◆ EXCERTO SELECIONADO:
++++++++++++++++++++

Roberto Keller cresceu num subúrbio da Cidade do México, onde capturava insectos nos terrenos baldios do seu bairro em construção. Hoje, aos 53 anos, a viver em Portugal desde 2008, continua a investigar estes organismos e cuida também das várias coleções entomológicas e de aracnídeos do museu da Rua da Escola Politécnica, em Lisboa. Fique a conhecer o autor principal da sexta crónica da série “Guardiões das Flores”, sobre a importância das coleções de polinizadores.
O que estás a fazer atualmente como investigador?
Sou entomólogo, especialista em anatomia comparada e morfologia evolutiva, com especial atenção aos insectos sociais. Trabalho como investigador no Museu Nacional de História Natural e da Ciência (MNHNC), onde sou o curador de entomologia. Sou também investigador no Centro de Ecologia, Evolução e Alterações Ambientais, na Universidade de Lisboa.
O meu interesse como investigador é entender a relação entre a forma e a função, ou seja, como é que determinadas especializações morfológicas melhoram a forma como os organismos realizam tarefas ecológicas e de comportamento e também estudar como é que o ambiente no qual um organismo se desenvolve resulta em mudanças na sua morfologia.
Os insectos são excelentes para estudarmos estas questões, por serem pequenas máquinas constituídas por uma série de módulos independentes (mandíbulas, antenas, olhos, patas, asas), mas que funcionam de maneira integrada. Cada módulo pode ser estudado individualmente, comparando a sua variação estrutural entre diferentes espécies com hábitos e comportamentos variados. Podemos perceber, por exemplo, como têm evoluído as patas entre insectos rastejantes, corredores ou saltadores.

++++++++++++++++++++

◆ EXCERTO DE ORIGEM:

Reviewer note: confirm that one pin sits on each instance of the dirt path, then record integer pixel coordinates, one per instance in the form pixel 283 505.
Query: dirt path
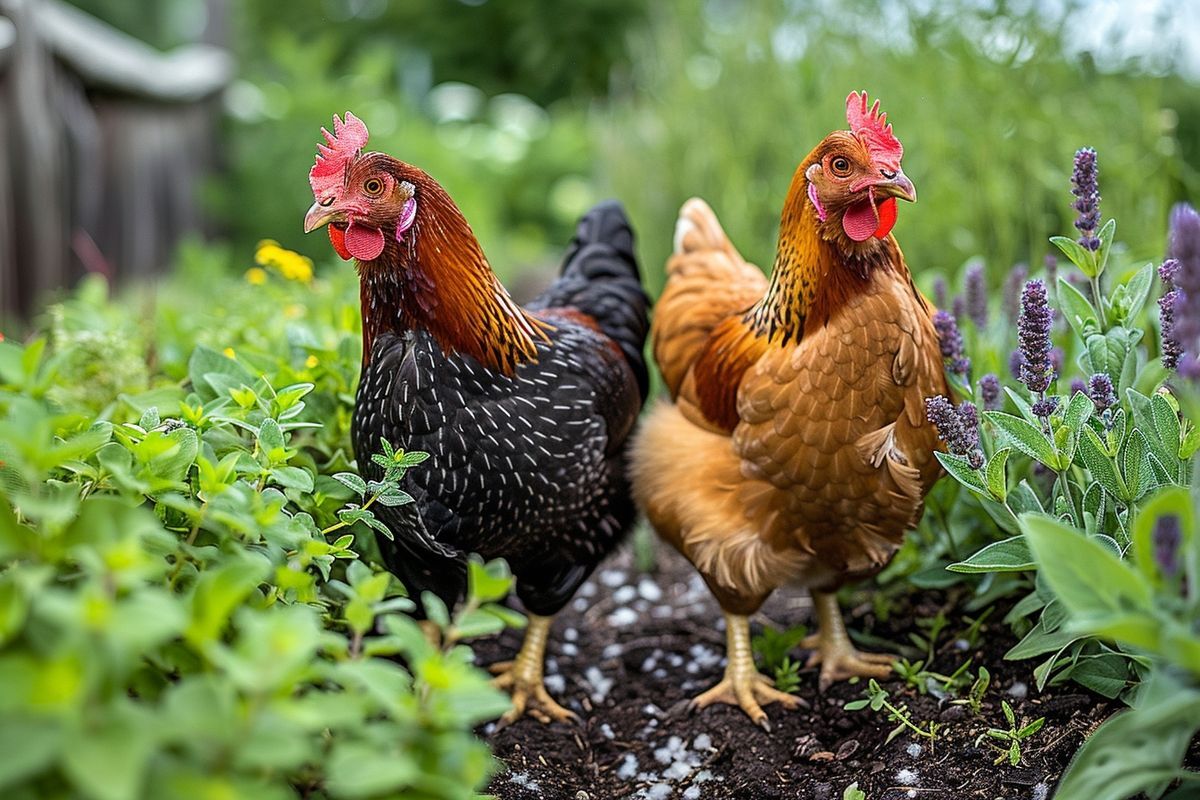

++++++++++++++++++++

◆ TAREFA OBRIGATÓRIA 1: De acordo com a entrevista a Roberto Keller, desde que ano vive ele em Portugal?
◆ TAREFA OBRIGATÓRIA 2: Prossiga a entrevista a Roberto Keller a partir do ponto em que termina.

◆ RESPOSTA À TAREFA 1: Desde 2008.

◆ RESPOSTA À TAREFA 2:
Os insectos sociais apresentam ainda um outro nível de complexidade para estes estudos, porque cada indivíduo passa ser uma peça que integra o “superorganismo” que é a colónia. Assim como um insecto pode ter mandíbulas especializadas para realizar uma tarefa de forma efetiva (furar madeira, por exemplo), um superorganismo tem grupos de indivíduos especializados (castas) que optimizam as funções necessárias de uma colónia, como a reprodução, a procura de alimento ou a defesa do ninho.
O meu trabalho como curador consiste na preservação, catalogação e gestão da coleção de insectos do museu. Podemos pensar nas coleções de história natural como “bibliotecas” de biodiversidade, e o meu papel como “bibliotecário” é organizar a biodiversidade de insectos preservados e a maneira de facilitar o seu estudo e consulta por especialistas e pelo público em geral. Para isto tenho que saber um pouco sobre todos os tipos de insectos, sejam polinizadores ou não.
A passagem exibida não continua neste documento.